━━━━━ Page excerpt ━━━━━

The Welsh Assembly has confirmed that two out of five cows that died this month on a beef farm in Glamorgan had anthrax

The disease was detected by routine blood tests carried out following sudden cattle deaths, and the positive results are the first in Britain since 2002.

Veterinary officials reported that anthrax was found 35 years ago on the same unnamed farm at Rhondda Cynon Taff.

A spokesperson said: “Under certain environmental conditions, anthrax spores may persist for many years. Full epidemiological investigations are being carried out to see if the present outbreak is related to the previous one.”

The cows with confirmed anthrax had been burned on site and their ashes disposed of in secure conditions in accordance with the Anthrax Order 1991.

Carcasses of other cattle that died had also been destroyed after informing incineration site staff about health and safety precautions.

━━━━━ Recorded information ━━━━━

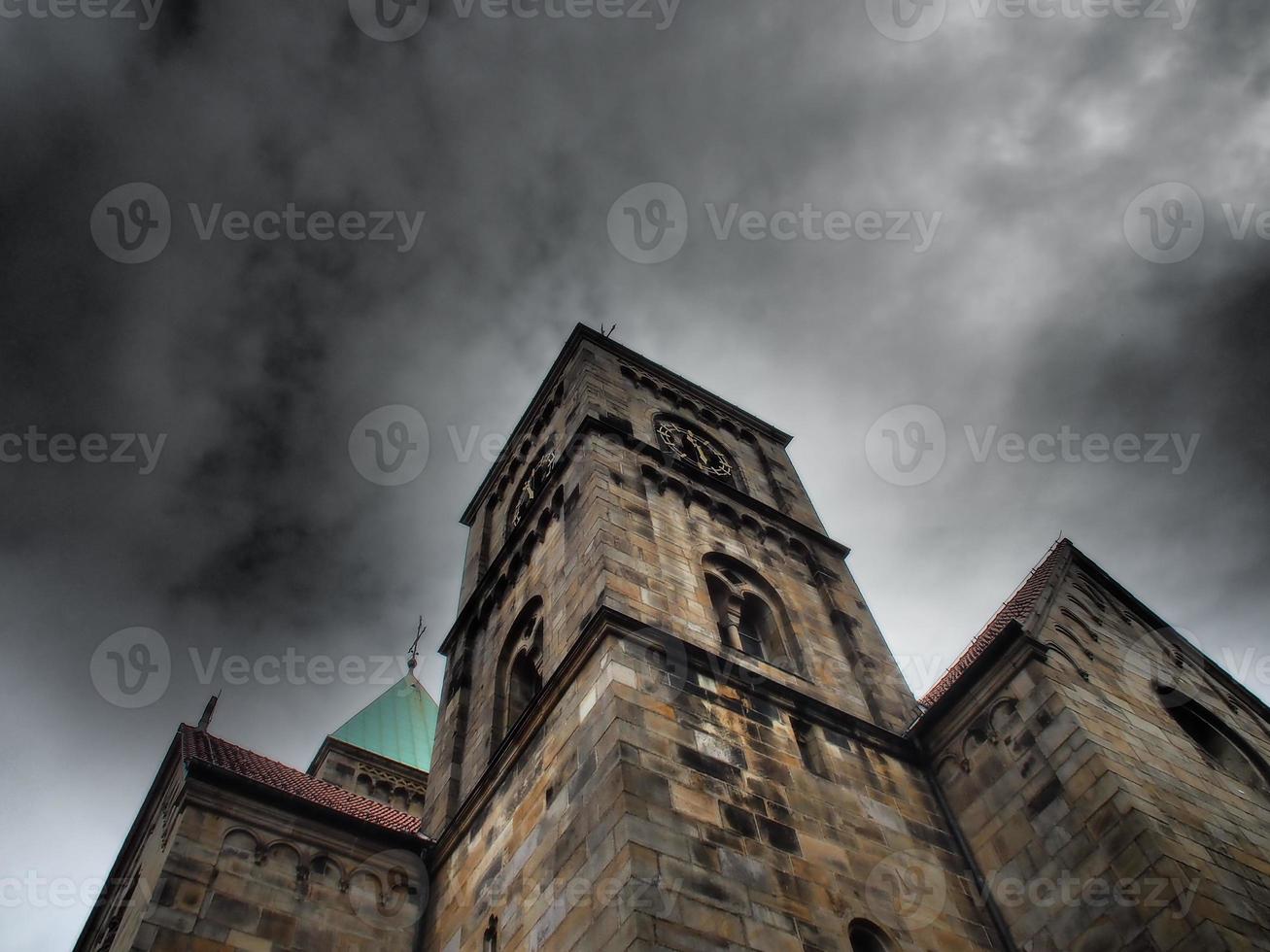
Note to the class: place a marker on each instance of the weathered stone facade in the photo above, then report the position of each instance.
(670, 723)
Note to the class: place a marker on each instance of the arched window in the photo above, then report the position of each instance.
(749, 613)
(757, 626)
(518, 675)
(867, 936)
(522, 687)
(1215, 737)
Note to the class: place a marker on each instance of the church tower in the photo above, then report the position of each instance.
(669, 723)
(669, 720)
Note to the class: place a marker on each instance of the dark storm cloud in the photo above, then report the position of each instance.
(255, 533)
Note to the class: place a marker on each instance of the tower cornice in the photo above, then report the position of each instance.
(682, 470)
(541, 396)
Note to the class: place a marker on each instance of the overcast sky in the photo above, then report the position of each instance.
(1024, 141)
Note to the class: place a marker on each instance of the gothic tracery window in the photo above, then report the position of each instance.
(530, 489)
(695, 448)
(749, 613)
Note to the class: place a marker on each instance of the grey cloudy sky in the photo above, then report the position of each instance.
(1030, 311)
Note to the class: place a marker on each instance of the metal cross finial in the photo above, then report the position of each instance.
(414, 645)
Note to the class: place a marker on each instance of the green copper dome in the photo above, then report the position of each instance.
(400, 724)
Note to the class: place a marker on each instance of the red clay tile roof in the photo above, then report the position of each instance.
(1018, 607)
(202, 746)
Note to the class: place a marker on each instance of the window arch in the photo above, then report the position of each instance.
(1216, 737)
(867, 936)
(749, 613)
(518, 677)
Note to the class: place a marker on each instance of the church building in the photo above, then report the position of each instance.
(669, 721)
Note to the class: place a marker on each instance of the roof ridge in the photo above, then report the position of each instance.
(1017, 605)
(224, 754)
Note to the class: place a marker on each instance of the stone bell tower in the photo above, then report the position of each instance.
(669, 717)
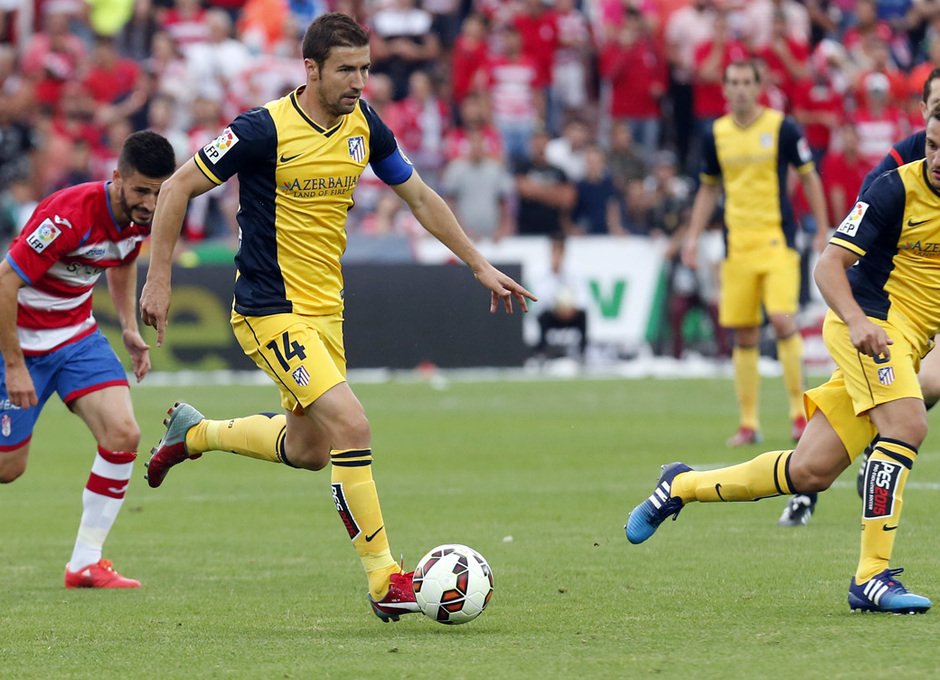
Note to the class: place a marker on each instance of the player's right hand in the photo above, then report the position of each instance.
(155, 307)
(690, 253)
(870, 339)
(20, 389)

━━━━━

> _Activity_: Continue the report on the anthrax cases at the Glamorgan beef farm, starting right after its last sentence.

> _Answer to this task_:
Dr Chrisianne Glossop, chief veterinary officer for Wales, insisted that no animals from the farm had entered the food chain for a year, and that the quick action taken ensured that there was no threat to the public, farmers or other cattle in the area.

Gareth Vaughan, Farmers Union of Wales president, said the public should be reassured that incident had been dealt with swiftly and effectively.

“There is absolutely no threat to human health and no need for the public to panic,” Mr Vaughan claimed.